▶ [EXERCISE REQUIREMENTS] Output the records exactly, every one of them.

*** INFORMATION ***

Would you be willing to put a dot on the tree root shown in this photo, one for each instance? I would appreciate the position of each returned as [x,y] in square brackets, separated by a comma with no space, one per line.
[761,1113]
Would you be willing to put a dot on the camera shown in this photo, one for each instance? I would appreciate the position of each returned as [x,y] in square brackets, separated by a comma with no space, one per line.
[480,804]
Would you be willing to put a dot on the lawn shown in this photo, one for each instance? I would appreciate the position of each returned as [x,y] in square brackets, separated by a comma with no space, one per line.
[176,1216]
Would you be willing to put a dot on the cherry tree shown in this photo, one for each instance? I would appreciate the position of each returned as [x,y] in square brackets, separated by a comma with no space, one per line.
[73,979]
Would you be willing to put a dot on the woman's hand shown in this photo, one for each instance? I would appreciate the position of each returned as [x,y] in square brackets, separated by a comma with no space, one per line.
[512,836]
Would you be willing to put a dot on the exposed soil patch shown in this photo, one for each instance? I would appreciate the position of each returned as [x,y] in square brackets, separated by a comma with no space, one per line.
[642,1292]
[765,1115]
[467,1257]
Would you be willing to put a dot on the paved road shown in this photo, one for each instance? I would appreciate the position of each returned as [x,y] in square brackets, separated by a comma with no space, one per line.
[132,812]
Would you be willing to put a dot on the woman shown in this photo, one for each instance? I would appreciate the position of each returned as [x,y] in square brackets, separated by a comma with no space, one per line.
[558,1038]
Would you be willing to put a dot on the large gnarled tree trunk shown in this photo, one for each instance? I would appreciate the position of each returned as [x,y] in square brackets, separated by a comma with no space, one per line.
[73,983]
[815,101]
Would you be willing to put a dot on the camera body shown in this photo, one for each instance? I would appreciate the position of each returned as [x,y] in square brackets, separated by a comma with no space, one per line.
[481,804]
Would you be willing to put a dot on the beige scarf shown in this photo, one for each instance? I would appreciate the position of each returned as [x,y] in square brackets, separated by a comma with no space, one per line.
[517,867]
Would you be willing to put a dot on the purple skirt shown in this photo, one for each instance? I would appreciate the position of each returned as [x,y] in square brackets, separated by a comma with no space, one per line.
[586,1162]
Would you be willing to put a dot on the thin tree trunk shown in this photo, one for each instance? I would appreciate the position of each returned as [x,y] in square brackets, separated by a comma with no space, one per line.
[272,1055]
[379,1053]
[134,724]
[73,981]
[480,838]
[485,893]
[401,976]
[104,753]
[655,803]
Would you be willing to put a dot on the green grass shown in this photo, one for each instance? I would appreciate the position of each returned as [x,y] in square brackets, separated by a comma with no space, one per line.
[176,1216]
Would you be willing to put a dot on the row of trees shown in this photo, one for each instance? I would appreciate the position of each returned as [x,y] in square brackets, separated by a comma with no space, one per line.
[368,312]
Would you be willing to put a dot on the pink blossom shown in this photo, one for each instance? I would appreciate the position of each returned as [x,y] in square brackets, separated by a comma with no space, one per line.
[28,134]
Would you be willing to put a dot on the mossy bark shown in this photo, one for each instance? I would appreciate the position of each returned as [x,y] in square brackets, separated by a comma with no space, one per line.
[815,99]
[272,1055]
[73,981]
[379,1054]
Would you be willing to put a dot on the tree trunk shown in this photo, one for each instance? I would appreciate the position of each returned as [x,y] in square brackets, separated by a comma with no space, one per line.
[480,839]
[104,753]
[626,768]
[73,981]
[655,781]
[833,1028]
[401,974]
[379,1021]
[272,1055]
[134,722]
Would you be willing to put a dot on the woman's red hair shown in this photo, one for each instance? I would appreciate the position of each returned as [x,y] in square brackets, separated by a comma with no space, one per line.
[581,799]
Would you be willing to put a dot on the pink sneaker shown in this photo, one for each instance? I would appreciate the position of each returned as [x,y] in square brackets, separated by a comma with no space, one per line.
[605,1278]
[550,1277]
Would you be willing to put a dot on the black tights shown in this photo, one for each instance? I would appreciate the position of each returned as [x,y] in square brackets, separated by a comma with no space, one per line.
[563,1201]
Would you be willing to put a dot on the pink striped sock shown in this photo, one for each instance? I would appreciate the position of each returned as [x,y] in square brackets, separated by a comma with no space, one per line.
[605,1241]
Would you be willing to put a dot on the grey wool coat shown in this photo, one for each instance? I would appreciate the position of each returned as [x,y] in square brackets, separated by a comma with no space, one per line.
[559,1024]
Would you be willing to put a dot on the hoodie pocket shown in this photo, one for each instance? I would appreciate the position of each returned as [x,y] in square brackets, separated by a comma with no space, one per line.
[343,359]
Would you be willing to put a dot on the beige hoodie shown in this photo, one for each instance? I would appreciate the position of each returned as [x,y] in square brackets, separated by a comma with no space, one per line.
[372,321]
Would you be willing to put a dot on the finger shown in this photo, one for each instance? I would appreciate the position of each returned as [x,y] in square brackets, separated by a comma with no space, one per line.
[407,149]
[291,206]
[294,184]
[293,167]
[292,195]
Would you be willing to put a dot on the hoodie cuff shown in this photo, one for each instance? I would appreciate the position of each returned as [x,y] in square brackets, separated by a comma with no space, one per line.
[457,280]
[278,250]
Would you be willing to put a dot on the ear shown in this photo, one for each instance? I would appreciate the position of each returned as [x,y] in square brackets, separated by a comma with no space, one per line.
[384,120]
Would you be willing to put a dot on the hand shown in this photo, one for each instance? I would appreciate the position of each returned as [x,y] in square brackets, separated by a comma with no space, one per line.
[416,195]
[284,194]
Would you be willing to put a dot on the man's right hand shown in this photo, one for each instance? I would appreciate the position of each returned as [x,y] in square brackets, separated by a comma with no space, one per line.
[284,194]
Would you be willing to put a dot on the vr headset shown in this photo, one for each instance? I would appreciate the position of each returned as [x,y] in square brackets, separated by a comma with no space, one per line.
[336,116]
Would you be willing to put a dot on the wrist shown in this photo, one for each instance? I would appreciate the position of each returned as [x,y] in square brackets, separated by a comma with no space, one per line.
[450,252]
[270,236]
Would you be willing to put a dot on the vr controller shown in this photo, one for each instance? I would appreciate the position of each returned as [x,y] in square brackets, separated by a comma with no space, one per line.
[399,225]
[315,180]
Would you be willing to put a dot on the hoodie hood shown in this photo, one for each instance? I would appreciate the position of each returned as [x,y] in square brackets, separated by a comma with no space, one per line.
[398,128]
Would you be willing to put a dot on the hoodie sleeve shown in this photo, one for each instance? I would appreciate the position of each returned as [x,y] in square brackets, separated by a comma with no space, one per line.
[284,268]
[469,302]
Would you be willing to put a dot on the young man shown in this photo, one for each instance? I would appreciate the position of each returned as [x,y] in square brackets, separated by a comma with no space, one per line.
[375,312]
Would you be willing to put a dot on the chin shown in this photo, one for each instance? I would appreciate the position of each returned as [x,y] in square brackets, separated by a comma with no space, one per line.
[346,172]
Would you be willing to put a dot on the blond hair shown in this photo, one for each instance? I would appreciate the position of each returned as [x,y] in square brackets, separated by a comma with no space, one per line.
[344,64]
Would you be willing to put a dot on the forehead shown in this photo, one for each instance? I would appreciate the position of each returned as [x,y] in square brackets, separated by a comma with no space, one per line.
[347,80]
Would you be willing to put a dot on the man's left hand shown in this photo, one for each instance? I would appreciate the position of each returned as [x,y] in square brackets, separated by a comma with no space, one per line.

*** End of INFORMATION ***

▶ [RESULT OF THE EXERCISE]
Would you be willing to put a dot on the tree root shown in this photo, one for each instance? I would appreciate the position of each returned as [x,y] in square brackets, separated by a comma with no space, one per line.
[761,1113]
Would you be willing to put a dot on the camera shown in this photo, one for each instance? I would appreciate the position of each returned as [x,y] in square brackets, separated by a comma with no space, one per line.
[480,804]
Would you be willing to put a dot on the lawn shown in this photo, one for each instance? I would appreciate the position of each returned as [x,y] in square brackets, separated by a comma with no space, one per line.
[176,1216]
Would you be willing to put a dot on the cherry tree shown in this photo, one for each instance? I would appreciate the position of each returned as [x,y] in square brackets, separated by a comma with no space, one per line.
[73,979]
Would you be willing to put a dot on the woman's hand shown in this photo, one for each instance? I would appreciate the position of each returned as [x,y] in square brackets, separated by a comma with no space, one per line.
[512,836]
Would you be willing to put a dot on the exposed soil patch shown in this photo, one for each instance? I would appreciate the position of each returned as [x,y] in square brackets, separated by a comma with no space, one per line.
[642,1292]
[765,1115]
[467,1257]
Would you be willing to put a dot on the paved road shown in this photo, one for each instance? I would appreciate the position of each returned as [x,y] in square brackets, separated by a comma with no space, one per line.
[132,812]
Would you be willing to put a dot on the woman shown in this photo, one for each instance? I would appreciate the position of each returned as [x,y] in square brackets, separated by a comma with no space, one per line.
[558,1038]
Would you be willing to put a dot on the large gnarled tree trunk shown in this photo, one for each instance? I would appreciate the position of each returned as [x,y] in square brackets, separated by a comma with no space, one per line.
[73,983]
[815,101]
Would you be willing to put a dot on the camera body shown in this photo, one for each instance? I would appreciate the position of each returned as [x,y] in square brackets, separated by a comma with no space, one per line.
[481,804]
Would you be willing to put a dot on the beige scarf shown in this photo, one for each instance? I would appreciate the position of each returned as [x,y] in square brackets, separated by a comma with no space, one per line.
[517,867]
Would you be willing to put a dot on the purple skirt shown in this photo, one for each instance? I would appreciate the position of each returned as [x,y] in square brackets, separated by a comma with no space, one per line.
[586,1162]
Would you be willing to put a dot on the thin tree trunk shown in this photo, one for each instance? I would appreciate the position of each returned as [x,y] in square brackets, separated by a comma with no space, one per line.
[272,1055]
[379,1053]
[134,724]
[73,981]
[480,838]
[485,893]
[401,976]
[104,753]
[655,803]
Would you be willing to put a dot on the green grass shown in this photo, one for each instance? I would appreciate the position of each returned as [x,y] in square brackets, separated by a comma with no space, one per line.
[176,1216]
Would you be willing to put a dot on the row of trees shown in this photo, one for each instance? I would appreciate the position of each returned as [x,y] in square brackets, separated by a comma with no space, one per line.
[368,312]
Would you be willing to put a dot on the pink blossom shown in this photo, one for each instance? I would appreciate the position of each returned as [x,y] in square brackets, separated by a comma with no space, one per line.
[28,134]
Would you be willing to put a dot on the mossy bark shown in this photo, one for each instance? I would appreciate the position of each returned as [x,y] in square brackets, separated by a comma with no space, one per line.
[815,99]
[272,1055]
[73,981]
[379,1054]
Would you be willing to put a dot on the tree trunk shown in this photo, one for each instance? I would appreciate the position of each returned as [x,y] in square brackets, separated by a comma with no space, one per line.
[480,839]
[104,753]
[626,768]
[73,981]
[655,781]
[833,1028]
[401,974]
[379,1021]
[272,1055]
[134,722]
Would you be willing to put a dot on the woman's red hair shown in this photo, one for each instance? I would appreciate the position of each returned as [x,y] in square brackets, separated by a comma with no space, one per line.
[581,799]
Would you be willing to put a dot on the pink sneaker shown in this photo, one for each instance? I would appreciate the position of each returned as [x,y] in square brackets, separated by a comma with no space, one per line.
[605,1278]
[550,1277]
Would you be willing to put a dot on the black tights shown in this photo, one for each instance? I would appreciate the position of each returned as [x,y] in square brackets, separated by a comma with no space, one per line.
[563,1201]
Would you be willing to put a dot on the pink striped sock shown in this photo, one for each instance? I would appreciate the position of each returned as [x,y] in square brackets, separated by a comma with no space, one per line.
[605,1241]
Would you be willing to put a dot on the grey wool coat shown in this photo, one for each instance? I would appreciate the position of each returned as [x,y] in square brackets, separated by a comma with no space, one per line.
[559,1024]
Would you be willing to put a dot on the hoodie pocket shown in this photo, one for each instance? I would appreciate the position of each returned as [x,y] in square brackets, separated by a comma with no space, one per line.
[343,359]
Would you be willing to put a dot on the beige hoodie shown in this photo, one for each instance? I would appreciate the position of each returned as [x,y] in square brackets, separated by a comma with no space, one per line.
[372,321]
Would you be willing to put a dot on the finger shown in this photo, one for each instance? I would appreciate the position of each returned as [x,y] in square brackets, separated by a comma with no space, one per line.
[407,149]
[291,206]
[294,184]
[293,167]
[292,195]
Would you be willing to put a dot on the hoodie cuff shown in this photo, one for each instance? I would appreciate the position of each returned as [x,y] in square brackets, separated by a comma with no space, one per line.
[457,280]
[278,250]
Would you be willing to put a dot on the ear shown in this photo, one for each instance? I would appreciate the position of each returned as [x,y] in square brackets, separated by a comma with no space, one per line.
[384,120]
Would you be willing to put a dot on the hand shown in this photo, one for each instance? I would appreciate the position of each returned as [x,y] in square brackets, separated by a comma with no space, one per line.
[416,195]
[284,194]
Would you be willing to put a dot on the man's right hand shown in this photo, one for each instance? I would appreciate the position of each returned as [x,y] in square brackets, separated by a comma with no space, one per line.
[284,194]
Would you be willing to put a dot on the vr headset shown in this photo, one for each instance? I would appreciate the position of each returned as [x,y] in square brackets, separated by a comma with no space, one per line.
[336,116]
Would you be willing to put a dot on the wrist shown in this photo, one for each instance? I would appreciate the position of each returned as [x,y] in square brackets, separated by a comma with no space, one per line.
[450,252]
[270,236]
Would you be willing to put a dot on the vr controller shown in this photo, one for each instance? I would appreciate the position of each returned as [x,y] in square brackets, separated by a comma with no space, one per line.
[399,225]
[315,180]
Would you be willing to put a dot on the hoodie hood shown in this photo, one for each instance? I would appreciate the position of each returned as [x,y] in square brackets, separated by a comma with no space, one per line.
[398,128]
Would you be willing to put a dot on the hoodie sleeve shown in this photo, one for each instance? I would appreciate the position of each returned as [x,y] in square brackets, separated by a comma with no space, one per line.
[284,268]
[469,302]
Would you be willing to put a dot on the young man shown in this photo, one for each instance? I would appreciate the position of each returned as [x,y] in square brackets, separated by a comma with no space, one per line.
[375,312]
Would you be willing to put a dot on the chin shown in this photo, one for each instance? I would appreciate the position of each returned as [x,y] in square brackets, separated by a comma with no space, one per line.
[346,172]
Would you be willing to put a dot on the blond hair shown in this photo, one for each instance? I would appreciate the position of each returned as [x,y] in square brackets, separated by a comma with no space, one per line.
[344,64]
Would you be willing to put a dot on the forehead shown in this photo, one for each instance? I would appreciate the position of each returned as [x,y] in square brackets, separated by a comma with no space, one per line.
[347,80]
Would you be willing to put a dot on the man's left hand shown in this photo, one for each instance? I would appreciate the position of each returned as [x,y] in square brackets, separated by a comma with no space, one per line.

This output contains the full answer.